> **Task instructions**
Your task is to copy every line of the entries that holds the word "below".

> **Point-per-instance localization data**
== Segment start ==

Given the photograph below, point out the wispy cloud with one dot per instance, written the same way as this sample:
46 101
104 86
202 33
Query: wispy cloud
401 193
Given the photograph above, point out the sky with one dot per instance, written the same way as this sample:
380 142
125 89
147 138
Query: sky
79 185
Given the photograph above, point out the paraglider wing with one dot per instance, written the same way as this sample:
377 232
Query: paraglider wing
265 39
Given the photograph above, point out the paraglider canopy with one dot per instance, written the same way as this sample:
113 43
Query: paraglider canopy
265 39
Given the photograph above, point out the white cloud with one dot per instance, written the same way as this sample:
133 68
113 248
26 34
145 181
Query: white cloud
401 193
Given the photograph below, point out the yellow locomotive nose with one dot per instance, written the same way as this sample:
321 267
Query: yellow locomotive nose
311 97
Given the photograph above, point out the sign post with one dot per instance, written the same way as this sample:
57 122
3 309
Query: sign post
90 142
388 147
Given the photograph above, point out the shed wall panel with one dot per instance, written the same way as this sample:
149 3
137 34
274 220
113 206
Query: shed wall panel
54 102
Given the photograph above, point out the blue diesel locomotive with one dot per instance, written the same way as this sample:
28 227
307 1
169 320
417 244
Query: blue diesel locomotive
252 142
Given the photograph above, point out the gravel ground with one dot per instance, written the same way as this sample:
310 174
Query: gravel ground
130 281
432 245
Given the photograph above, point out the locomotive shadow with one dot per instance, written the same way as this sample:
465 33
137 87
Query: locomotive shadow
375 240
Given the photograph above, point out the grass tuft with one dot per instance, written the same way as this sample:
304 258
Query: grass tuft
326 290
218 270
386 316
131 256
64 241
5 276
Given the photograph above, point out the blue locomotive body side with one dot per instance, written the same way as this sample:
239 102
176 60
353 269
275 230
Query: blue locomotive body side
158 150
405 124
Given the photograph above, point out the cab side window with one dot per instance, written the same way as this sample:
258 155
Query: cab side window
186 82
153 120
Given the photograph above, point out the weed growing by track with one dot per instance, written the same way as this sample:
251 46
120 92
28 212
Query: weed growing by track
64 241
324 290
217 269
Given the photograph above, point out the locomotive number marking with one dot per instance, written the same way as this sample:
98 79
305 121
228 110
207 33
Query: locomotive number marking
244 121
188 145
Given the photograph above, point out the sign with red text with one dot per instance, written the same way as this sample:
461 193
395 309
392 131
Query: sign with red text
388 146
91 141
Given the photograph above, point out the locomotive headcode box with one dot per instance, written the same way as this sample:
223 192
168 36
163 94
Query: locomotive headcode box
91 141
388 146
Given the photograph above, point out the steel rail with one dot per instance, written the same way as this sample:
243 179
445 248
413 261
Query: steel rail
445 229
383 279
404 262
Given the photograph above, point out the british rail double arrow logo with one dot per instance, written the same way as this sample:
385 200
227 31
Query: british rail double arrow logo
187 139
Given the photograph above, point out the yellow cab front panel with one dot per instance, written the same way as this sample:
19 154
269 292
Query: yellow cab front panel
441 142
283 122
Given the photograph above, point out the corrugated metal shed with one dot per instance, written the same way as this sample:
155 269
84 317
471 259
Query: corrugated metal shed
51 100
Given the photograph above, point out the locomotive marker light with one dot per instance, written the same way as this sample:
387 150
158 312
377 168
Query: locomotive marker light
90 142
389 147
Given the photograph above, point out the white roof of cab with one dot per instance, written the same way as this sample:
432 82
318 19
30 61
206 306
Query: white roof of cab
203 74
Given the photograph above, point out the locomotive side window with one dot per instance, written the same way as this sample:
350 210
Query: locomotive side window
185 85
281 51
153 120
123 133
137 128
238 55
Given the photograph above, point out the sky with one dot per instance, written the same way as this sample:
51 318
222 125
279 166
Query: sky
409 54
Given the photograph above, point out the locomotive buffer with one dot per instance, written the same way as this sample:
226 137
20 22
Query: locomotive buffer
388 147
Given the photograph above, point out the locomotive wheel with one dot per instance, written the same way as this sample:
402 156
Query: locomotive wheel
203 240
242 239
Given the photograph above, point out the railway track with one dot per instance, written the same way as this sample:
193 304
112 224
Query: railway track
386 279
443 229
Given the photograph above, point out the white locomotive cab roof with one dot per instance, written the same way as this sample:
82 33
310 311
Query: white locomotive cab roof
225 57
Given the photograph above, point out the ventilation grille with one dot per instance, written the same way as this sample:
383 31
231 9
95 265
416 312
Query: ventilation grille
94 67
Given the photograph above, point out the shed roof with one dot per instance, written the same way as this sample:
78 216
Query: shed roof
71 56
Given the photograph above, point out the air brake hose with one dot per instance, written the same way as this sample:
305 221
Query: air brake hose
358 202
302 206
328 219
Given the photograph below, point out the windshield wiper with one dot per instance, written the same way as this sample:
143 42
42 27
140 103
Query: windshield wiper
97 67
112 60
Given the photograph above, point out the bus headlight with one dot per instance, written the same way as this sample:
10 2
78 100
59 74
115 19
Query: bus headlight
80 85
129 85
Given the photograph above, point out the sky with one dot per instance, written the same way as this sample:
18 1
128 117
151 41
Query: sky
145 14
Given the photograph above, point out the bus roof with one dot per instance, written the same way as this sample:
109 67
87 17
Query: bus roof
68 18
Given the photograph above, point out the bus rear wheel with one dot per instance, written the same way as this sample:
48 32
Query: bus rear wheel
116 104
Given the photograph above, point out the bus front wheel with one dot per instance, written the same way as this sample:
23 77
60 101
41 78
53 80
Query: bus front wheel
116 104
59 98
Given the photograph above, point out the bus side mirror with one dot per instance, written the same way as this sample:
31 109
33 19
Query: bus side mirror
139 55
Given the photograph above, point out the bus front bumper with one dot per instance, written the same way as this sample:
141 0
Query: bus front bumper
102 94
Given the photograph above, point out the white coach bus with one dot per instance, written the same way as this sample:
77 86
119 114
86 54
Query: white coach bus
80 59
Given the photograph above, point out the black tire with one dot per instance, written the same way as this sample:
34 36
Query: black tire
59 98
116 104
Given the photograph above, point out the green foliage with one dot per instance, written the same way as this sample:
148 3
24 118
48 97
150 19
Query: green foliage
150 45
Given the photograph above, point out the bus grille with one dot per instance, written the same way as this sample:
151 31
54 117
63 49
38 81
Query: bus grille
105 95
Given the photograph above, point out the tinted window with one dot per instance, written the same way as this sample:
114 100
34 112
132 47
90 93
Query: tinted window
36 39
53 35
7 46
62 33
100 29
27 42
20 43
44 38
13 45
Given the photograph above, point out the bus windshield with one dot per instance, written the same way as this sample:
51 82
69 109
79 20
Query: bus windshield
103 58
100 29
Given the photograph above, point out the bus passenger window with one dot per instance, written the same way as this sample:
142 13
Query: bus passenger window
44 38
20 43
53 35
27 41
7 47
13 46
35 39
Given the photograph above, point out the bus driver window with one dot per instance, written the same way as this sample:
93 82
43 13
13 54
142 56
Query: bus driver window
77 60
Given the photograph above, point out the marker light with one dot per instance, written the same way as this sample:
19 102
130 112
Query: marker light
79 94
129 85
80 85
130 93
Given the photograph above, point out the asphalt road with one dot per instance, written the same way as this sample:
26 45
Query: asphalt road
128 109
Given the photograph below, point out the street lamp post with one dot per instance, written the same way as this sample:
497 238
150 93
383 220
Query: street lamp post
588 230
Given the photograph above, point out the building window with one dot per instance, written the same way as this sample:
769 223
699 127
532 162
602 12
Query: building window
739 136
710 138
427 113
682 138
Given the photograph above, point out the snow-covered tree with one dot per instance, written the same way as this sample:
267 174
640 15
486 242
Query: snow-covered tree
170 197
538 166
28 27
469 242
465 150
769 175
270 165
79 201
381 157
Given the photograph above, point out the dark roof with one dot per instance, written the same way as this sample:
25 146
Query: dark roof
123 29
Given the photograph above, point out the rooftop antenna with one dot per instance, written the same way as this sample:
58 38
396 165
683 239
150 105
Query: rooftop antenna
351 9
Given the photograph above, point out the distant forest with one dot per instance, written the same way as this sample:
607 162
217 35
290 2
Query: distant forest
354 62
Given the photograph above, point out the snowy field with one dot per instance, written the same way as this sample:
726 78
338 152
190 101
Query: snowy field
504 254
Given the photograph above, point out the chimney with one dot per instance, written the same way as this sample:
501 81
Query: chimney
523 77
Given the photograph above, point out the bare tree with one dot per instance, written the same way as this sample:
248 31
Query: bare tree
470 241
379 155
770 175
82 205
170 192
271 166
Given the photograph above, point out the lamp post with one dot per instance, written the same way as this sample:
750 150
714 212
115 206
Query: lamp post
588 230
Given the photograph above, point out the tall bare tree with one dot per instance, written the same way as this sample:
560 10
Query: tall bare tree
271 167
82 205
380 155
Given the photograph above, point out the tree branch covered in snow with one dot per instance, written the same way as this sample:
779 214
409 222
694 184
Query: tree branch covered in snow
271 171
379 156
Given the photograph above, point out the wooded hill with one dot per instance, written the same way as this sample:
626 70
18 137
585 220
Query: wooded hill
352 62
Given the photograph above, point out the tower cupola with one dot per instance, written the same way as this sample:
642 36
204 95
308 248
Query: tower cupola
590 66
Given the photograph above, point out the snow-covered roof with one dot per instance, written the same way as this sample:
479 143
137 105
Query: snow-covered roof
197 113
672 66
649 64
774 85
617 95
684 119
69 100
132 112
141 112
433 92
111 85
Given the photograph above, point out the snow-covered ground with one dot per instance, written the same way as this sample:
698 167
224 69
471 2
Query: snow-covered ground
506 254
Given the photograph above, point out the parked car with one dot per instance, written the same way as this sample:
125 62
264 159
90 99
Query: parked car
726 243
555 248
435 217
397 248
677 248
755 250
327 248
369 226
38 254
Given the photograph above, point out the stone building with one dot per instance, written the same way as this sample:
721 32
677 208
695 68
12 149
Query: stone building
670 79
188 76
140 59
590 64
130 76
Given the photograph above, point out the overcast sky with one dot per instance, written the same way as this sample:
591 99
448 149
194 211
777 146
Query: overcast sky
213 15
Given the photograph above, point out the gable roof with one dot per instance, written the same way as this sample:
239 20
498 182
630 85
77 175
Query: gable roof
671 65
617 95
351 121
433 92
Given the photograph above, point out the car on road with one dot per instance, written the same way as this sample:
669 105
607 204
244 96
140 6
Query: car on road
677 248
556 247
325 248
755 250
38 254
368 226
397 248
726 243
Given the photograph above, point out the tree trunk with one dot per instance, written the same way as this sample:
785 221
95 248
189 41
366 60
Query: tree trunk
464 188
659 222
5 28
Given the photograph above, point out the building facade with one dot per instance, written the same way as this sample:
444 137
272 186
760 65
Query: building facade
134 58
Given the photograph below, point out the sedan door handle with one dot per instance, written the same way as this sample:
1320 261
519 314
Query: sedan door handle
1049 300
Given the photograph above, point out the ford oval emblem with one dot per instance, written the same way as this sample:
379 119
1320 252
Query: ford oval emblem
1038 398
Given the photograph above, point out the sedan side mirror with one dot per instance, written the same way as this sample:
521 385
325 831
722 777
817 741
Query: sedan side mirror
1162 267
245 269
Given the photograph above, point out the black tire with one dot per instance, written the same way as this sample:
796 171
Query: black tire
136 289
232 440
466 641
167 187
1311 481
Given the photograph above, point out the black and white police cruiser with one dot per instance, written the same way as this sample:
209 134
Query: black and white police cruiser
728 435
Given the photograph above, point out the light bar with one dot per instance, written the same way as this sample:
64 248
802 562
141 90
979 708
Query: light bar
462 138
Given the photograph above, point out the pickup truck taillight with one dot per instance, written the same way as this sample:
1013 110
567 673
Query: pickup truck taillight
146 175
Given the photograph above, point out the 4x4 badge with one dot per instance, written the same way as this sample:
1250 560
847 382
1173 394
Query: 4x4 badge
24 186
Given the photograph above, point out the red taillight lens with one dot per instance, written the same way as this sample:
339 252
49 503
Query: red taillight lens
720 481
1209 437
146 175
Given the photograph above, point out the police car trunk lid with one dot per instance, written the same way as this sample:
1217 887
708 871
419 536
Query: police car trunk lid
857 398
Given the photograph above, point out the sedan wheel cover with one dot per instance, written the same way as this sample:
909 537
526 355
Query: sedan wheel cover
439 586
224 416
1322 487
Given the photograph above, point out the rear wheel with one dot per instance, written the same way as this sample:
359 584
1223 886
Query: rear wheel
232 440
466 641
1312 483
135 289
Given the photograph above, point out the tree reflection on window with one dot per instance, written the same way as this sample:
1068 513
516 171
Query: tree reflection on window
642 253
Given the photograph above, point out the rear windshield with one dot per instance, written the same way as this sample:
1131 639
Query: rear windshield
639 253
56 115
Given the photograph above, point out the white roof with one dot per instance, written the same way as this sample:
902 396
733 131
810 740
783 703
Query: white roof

== Segment end ==

> **Exercise output**
Given the photograph below, point out the wispy cloud with one dot per instance, written the same way as this sample:
Given the photograph below, point out the yellow locomotive nose with one dot per instance, written the same way as this sample:
Given the photograph below, point out the windshield wiper with one dot per instance, written the same way as this sample:
Given the photograph below, point out the street lamp post with one dot per instance, written the same way as this sample:
Given the photograph below, point out the sedan door handle with one dot per instance, written the same way as this sample:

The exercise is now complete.